ОПИСАНИЕ ЗАДАНИЯ: Допишите продолжение отрывка воспоминаний о следственных комиссиях и арестах 1917 года, начав сразу после его последнего предложения.

ФРАГМЕНТ ИСТОЧНИКА:
···
Когда, уехав временно, летом 1917 г. в скандинавские страны, для опроса наших интернированных здесь военнопленных относительно их пребывания в германском плену, я был уже в Копенгагене и прочел известие о выходе князя Львова из состава Временного Правительства и о том, что заместителем его в должности председателя является никто иной, как тот же Керенский, я почувствовал, как луч надежды на скорое восстановление России окончательно погас.
Настоящей, необузданной "истерики" теперь ничто не могло помешать разыграться во всю.
ГЛАВА СОРОК ПЕРВАЯ.
Но пока что, всевозможные комиссии заседали во всю, и утром и вечером. По министерству юстиции, кроме Чрезвычайной Следственной (Муравьевской), я принимал участие почти во всех.
Н. К. Муравьев, прилетев из Москвы, создал, невероятно громоздкую и сложную по своей организации и составу комиссию. Кого он только в нее не привлек! Многие безработные, по случаю истребления пожаром судебных делопроизводств, адвокаты, товарищи прокуроров и следователи нашли в ней свой приют, с повышенным содержанием. Арестовывали направо и налево. Петропавловская крепость вмещала в себя всех бывших министров, сановников, генералов и выдающихся, так или иначе, личностей. Из женщин здесь были Вырубова и жена бывшего военного министра Сухомлинова. Здесь же содержался одно время, заслуженный боевой генерал Н. И. Иванов, недавний галицийский герой, повинный лишь в своей преданности царю.
Остальные тюрьмы и помещения были до насыщения полны чинами полиции, городовыми и всяким служилым людом, не изменившим присяге до отречения царя. Ко мне немедленно потянулись скорбные фигуры матерей, жен и сестер арестованных, ища содействия и защиты.
Относительно менее заметных слуг царского правительства мне удавалось сделать многое.
Разбираться во всей этой массе арестованных было предоставлено особому комитету под председательством незлобивого присяжного поверенного М. Л. Гольдштейна. Он делал все, от него зависящее, для освобождения невинных и облегчения участи привлеченных к следствию. Я ежедневно переговаривался с ним по телефону, он понимал меня с полуслова и, в тот же день, я узнавал о результатах моего к нему обращения.
···
ПОКАЗАННЫЕ СВЕДЕНИЯ:
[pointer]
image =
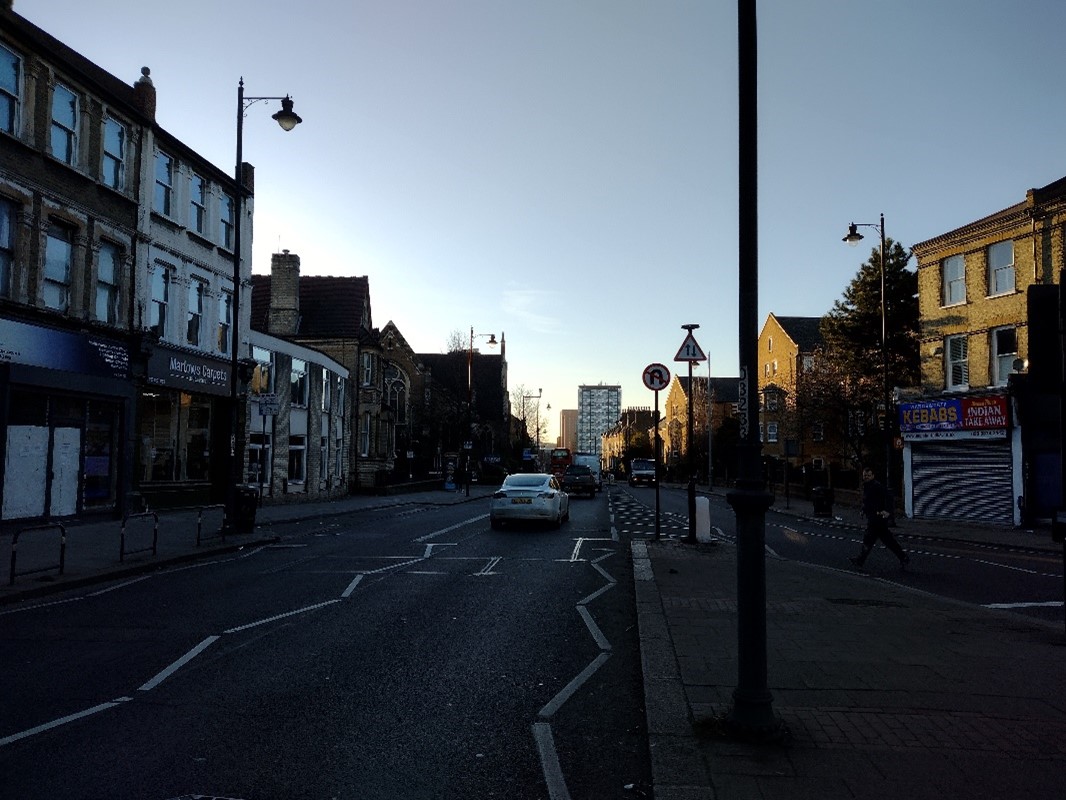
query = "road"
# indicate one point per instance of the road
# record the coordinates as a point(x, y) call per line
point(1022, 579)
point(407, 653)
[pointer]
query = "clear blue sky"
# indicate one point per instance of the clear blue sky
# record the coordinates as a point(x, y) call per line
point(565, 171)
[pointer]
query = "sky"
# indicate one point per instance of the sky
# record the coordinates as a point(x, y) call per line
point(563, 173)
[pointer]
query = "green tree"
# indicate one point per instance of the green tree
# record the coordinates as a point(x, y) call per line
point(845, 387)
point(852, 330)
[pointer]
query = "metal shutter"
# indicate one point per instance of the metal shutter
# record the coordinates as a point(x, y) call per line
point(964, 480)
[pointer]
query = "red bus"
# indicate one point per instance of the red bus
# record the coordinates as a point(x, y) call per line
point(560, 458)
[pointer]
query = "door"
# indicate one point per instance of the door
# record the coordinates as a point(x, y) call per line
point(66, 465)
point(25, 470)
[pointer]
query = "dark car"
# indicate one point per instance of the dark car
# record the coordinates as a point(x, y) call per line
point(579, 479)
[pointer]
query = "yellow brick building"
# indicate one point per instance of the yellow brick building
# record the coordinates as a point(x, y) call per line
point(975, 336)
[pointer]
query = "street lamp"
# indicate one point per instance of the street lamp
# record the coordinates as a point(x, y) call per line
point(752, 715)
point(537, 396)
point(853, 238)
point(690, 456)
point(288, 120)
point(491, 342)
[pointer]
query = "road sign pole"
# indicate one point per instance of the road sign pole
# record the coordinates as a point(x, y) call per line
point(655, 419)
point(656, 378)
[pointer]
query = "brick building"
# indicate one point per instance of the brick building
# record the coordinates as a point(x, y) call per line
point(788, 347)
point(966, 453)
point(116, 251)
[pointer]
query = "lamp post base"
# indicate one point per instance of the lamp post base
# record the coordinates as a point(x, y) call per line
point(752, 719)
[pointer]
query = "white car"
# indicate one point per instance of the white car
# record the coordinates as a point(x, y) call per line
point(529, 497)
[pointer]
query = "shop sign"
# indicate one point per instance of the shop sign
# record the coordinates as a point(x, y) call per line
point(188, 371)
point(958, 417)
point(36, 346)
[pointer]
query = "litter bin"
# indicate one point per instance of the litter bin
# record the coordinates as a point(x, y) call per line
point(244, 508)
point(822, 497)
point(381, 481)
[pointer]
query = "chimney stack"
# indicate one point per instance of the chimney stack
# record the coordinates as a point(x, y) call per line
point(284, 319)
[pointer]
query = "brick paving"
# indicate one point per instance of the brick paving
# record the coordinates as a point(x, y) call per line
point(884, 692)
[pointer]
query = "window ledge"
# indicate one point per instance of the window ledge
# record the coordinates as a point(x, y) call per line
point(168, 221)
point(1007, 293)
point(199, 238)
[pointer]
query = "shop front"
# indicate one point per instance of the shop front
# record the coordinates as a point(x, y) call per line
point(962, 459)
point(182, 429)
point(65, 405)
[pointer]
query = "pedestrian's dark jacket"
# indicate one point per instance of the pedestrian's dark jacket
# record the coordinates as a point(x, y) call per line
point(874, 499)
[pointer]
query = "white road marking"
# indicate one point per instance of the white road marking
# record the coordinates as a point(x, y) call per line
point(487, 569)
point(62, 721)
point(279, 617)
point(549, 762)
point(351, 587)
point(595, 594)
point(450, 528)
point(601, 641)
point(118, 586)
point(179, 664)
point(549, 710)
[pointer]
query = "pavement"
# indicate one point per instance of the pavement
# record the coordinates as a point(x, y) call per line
···
ОТВЕТ НА ЗАДАНИЕ:
В бывших полицейских участках заседали теперь в качестве временных комиссаров все больше молодые присяжные поверенные и их помощники.
Однажды я был крайне изумлен таким пассажем: звонок по телефону из окраинного полицейского участка и чей-то голос называющий меня по имени и отчеству:
- Н. П., можно освободить некоего Г. задержанного у трамвая по доносу его бывшего повара, которого он прогнал за пьянство? Повар утверждает что он "шпион", а Г. ссылается на вас, что вы его знаете.
Я ответил на это сообщением всего, что мне было известно о личности Г. и высказал мнение, что подозревать его в шпионстве не имею оснований.
На следующий день моя жена получила от Г. роскошный букет цветов, а я визитную карточку с сакраментальной пометкой: (pour remercier).
С теми, кого уже успели засадить в Петропавловскую крепость, дело обстояло гораздо хуже.
У меня перебывали, в числе других, супруги Танеевы, родители Вырубовой, которую извлекли прямо из Царскосельского дворца и отправили в крепость.
Г-жа Танеева, особа симпатичная и в высшей степени правдивая, глубоко страдала от унизительных притеснений, которые ее дочь претерпевала от караула крепости. В одно из своих последующих посещений, она сообщила мне, что один из караульных заправил уже выманил у нее несколько тысяч рублей, под предлогом облегчения режима содержания ее дочери. Он звонил ей по телефону и назначал ей сумму и место свидания в каком-нибудь саду или сквере. Он перебрал у нее, таким образом, уже более десяти тысяч рублей, но для г-жи Вырубовой от этого не последовало ни малейшего облегчения.
При этом г-жа Танеева умоляла "пока" никому не сообщать об этом, так как опасалась, что если "поднять историю" - ее дочери будет еще хуже.
В это время Переверзев был уже министром юстиции, а должность прокурора Петроградской Судебной Палаты занял харьковский присяжный поверенный Н. С. Каринский, симпатичный и толковый человек.
Я объяснился с последним, оговорив все опасения г-жи Танеевой.
Каринский мне сказал:
- К сожалению ее опасения вполне основательны. Не знаю, как это повелось, но я застал такую картину: караул крепости самовольничает. Он считает себя призванным не только охранять заключенных, но и контролировать распоряжения следственных властей под предлогом опасения контрреволюции. Ваше сообщение я очень приму к сведению, но к этому надо подойти очень осторожно. Как только удастся сменить караульный состав, я тотчас же возбужу уголовное дело по поводу этого вымогательства и остальных...
Это будете отличным козырем в моих руках. Вы переговорили бы также с председателем Чрезвычайной Следственной Комиссии, Н. Е. Муравьевым.
Маленькая бытовая подробность.
Объяснялся я с Каринским в его служебном кабинете Прокурора Судебной Палаты, на Фонтанке, в здании бывшего департамента полиции, куда, после пожара на Литейной, перекочевали судебные установления.
Когда деловой наш разговор был кончен, Каринский мне сказал:
- Н. П., можно Вас познакомить с моей женой?.. Она большая ваша поклонница... Вчера только приехала, ко мне из Харькова.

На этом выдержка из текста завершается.